Draft Will signed

I have an estate where the deceased only signed the initial draft of their Will. The Will contains an attestation clause, is dated and appears to have be been validly witnessed. The Will itself has a “draft” watermark across it.

The signature of the testator is clear but itself is in very basic handwriting.

Each of the attesting witnesses have predeceased the testator. The Will file from the firm that prepared the Will is no longer available and it seems as though the Testator never returned to the firm to sign his Will. There is no previous Will.

The signed Will leaves the estate to some family members but not all of those family members who would otherwise be entitled on intestacy.

I think all I can do in the circumstances is submit the application and see what additional information the Registry eventually request. Do forum members agree or do any of you think there is an alternative way of dealing?

Thanks in advance.

-- Exercise material --
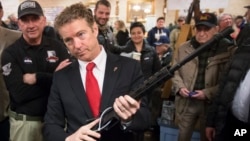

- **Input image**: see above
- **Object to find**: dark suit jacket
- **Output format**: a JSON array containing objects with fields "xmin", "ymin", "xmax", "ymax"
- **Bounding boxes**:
[{"xmin": 43, "ymin": 53, "xmax": 150, "ymax": 141}]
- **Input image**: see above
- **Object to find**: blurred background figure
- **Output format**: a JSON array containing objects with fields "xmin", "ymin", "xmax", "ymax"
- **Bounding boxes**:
[
  {"xmin": 170, "ymin": 16, "xmax": 185, "ymax": 50},
  {"xmin": 0, "ymin": 1, "xmax": 8, "ymax": 28},
  {"xmin": 8, "ymin": 14, "xmax": 19, "ymax": 30},
  {"xmin": 114, "ymin": 20, "xmax": 129, "ymax": 46}
]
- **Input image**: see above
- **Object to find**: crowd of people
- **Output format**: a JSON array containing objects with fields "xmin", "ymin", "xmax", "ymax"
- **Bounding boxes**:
[{"xmin": 0, "ymin": 0, "xmax": 250, "ymax": 141}]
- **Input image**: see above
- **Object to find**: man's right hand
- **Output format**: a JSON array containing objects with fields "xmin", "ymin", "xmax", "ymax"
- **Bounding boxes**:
[
  {"xmin": 206, "ymin": 127, "xmax": 215, "ymax": 141},
  {"xmin": 65, "ymin": 119, "xmax": 101, "ymax": 141}
]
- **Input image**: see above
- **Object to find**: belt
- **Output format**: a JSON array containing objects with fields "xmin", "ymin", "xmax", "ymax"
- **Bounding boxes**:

-- Work to do --
1. In the post about the signed draft will, who died before the testator?
2. Please copy all the rows that follow the post about the draft will word for word, leaving the pictures out of your copy.

-- Full solutions --
1. Each of the attesting witnesses.

2.
- **Input image**: see above
- **Object to find**: dark suit jacket
- **Output format**: a JSON array containing objects with fields "xmin", "ymin", "xmax", "ymax"
- **Bounding boxes**:
[{"xmin": 43, "ymin": 53, "xmax": 150, "ymax": 141}]
- **Input image**: see above
- **Object to find**: blurred background figure
- **Output format**: a JSON array containing objects with fields "xmin", "ymin", "xmax", "ymax"
- **Bounding boxes**:
[
  {"xmin": 170, "ymin": 16, "xmax": 185, "ymax": 50},
  {"xmin": 0, "ymin": 1, "xmax": 8, "ymax": 28},
  {"xmin": 8, "ymin": 14, "xmax": 19, "ymax": 30},
  {"xmin": 114, "ymin": 20, "xmax": 129, "ymax": 46}
]
- **Input image**: see above
- **Object to find**: crowd of people
- **Output format**: a JSON array containing objects with fields "xmin", "ymin", "xmax", "ymax"
- **Bounding boxes**:
[{"xmin": 0, "ymin": 0, "xmax": 250, "ymax": 141}]
- **Input image**: see above
- **Object to find**: man's right hand
- **Output format**: a JSON array containing objects with fields "xmin", "ymin", "xmax", "ymax"
- **Bounding boxes**:
[
  {"xmin": 206, "ymin": 127, "xmax": 215, "ymax": 141},
  {"xmin": 65, "ymin": 119, "xmax": 101, "ymax": 141}
]
- **Input image**: see above
- **Object to find**: belt
- **Output format**: a JSON array containing objects with fields "xmin", "ymin", "xmax", "ymax"
- **Bounding boxes**:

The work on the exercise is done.